— What this task involves —
Start your answer with the line containing "Give the outline of every instance of the orange" and end it with the last line of the records below, retyping every line between exactly and adding nothing.

===== Exercise data =====

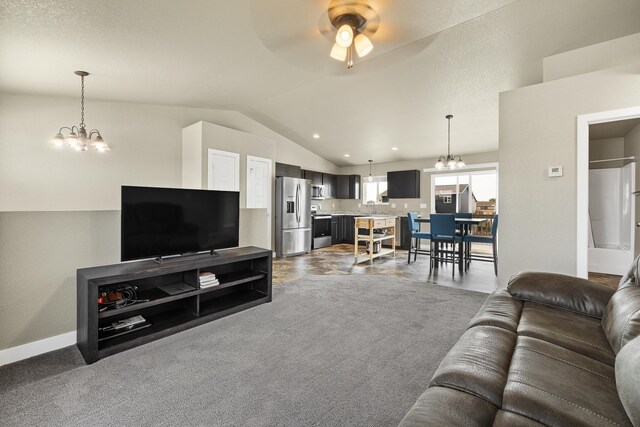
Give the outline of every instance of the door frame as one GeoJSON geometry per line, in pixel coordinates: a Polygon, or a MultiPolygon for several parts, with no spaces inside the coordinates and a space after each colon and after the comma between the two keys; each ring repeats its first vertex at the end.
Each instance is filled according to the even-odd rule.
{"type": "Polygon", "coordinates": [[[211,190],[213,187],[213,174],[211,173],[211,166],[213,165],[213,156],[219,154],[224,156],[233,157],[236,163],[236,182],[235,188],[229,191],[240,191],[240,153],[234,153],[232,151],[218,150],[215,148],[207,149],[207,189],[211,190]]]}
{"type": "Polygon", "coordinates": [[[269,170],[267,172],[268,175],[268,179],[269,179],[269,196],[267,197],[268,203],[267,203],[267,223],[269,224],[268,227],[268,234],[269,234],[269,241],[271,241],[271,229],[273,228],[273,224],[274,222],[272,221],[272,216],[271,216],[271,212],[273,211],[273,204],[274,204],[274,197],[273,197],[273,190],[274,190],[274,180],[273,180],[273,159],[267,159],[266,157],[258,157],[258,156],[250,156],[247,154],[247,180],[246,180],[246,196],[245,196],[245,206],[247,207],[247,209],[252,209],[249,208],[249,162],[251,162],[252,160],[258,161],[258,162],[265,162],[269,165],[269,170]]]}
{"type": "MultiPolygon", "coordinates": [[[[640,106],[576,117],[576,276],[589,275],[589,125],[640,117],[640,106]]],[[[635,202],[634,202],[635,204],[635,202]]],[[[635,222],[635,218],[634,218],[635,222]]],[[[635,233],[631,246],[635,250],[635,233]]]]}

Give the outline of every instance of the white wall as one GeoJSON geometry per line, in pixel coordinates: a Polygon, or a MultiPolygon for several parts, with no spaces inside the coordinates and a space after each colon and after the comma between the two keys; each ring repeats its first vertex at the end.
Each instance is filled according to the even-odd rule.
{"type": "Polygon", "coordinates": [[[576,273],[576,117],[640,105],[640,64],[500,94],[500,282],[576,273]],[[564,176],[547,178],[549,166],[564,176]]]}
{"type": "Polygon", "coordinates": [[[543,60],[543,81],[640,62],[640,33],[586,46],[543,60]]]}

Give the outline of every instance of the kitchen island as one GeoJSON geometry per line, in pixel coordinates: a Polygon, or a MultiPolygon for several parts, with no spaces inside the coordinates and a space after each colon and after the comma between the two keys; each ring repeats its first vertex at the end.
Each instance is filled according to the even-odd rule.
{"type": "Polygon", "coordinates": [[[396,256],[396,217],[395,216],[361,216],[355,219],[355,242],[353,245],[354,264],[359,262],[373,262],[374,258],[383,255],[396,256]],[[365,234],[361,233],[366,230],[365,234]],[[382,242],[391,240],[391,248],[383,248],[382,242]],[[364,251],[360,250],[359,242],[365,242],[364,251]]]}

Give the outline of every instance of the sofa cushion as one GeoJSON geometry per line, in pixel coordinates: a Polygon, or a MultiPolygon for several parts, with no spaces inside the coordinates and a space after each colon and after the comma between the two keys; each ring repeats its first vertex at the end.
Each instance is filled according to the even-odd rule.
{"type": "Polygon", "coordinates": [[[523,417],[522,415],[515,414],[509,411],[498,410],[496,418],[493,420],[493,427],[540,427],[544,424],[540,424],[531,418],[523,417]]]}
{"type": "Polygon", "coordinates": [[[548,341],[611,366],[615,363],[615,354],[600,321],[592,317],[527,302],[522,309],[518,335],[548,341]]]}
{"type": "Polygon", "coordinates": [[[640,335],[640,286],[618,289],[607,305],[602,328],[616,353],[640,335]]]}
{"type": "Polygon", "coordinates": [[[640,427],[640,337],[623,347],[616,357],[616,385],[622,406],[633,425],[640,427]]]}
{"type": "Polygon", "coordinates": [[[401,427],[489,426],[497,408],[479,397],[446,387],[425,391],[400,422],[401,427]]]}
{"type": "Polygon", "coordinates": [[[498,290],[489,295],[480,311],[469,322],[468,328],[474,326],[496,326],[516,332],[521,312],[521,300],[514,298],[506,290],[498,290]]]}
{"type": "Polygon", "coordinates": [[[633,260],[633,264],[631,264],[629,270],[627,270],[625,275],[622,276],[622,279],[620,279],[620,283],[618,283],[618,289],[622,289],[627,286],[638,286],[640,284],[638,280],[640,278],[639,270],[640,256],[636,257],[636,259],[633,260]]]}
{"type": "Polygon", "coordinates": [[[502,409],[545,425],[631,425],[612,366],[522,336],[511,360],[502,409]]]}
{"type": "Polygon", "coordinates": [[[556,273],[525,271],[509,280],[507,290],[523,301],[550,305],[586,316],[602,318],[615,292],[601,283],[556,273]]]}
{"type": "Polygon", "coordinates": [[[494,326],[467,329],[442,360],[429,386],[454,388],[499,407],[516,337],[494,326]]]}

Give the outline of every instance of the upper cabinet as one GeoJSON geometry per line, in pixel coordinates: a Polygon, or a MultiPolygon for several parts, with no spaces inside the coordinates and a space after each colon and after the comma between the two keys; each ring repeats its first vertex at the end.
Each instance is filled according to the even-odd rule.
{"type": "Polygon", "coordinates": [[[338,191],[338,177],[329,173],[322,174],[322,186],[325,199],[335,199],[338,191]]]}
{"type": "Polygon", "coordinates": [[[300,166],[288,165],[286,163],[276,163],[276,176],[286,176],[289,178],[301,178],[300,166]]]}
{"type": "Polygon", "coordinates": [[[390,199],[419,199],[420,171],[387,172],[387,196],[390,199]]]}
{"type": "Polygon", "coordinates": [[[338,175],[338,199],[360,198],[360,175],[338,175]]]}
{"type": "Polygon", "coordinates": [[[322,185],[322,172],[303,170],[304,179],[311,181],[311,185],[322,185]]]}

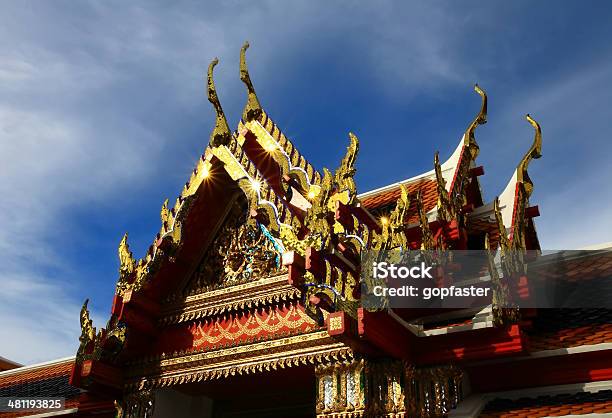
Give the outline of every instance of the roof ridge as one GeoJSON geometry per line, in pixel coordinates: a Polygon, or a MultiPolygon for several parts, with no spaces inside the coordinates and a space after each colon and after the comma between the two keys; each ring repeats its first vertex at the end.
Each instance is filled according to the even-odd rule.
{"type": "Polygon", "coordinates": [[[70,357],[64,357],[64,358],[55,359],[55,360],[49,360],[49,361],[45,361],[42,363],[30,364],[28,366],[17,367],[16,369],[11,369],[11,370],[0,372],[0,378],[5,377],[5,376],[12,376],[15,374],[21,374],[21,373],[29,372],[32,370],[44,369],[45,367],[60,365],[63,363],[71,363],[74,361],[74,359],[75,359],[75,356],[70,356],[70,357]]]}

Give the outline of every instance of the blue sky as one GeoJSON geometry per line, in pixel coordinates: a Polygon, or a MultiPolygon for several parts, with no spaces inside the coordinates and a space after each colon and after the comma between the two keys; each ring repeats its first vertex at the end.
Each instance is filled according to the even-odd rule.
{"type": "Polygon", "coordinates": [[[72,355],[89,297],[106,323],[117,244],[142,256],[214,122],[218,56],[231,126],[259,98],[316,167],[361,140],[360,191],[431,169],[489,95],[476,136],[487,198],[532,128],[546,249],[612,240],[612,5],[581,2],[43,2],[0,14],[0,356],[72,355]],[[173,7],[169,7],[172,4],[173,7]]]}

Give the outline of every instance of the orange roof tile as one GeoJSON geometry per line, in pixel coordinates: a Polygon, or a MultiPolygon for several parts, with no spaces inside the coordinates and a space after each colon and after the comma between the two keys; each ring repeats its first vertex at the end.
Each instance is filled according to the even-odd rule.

=====

— Expected answer —
Give the outline of every instance of the orange roof tile as one GeoJSON geometry per line, in pixel coordinates: a Polygon, or a MultiPolygon for several parts, with no spaces inside the coordinates and a space after each colon and after the comma between the two keys; each ring repeats its first vertex at the end.
Each instance is filled according to the even-odd rule.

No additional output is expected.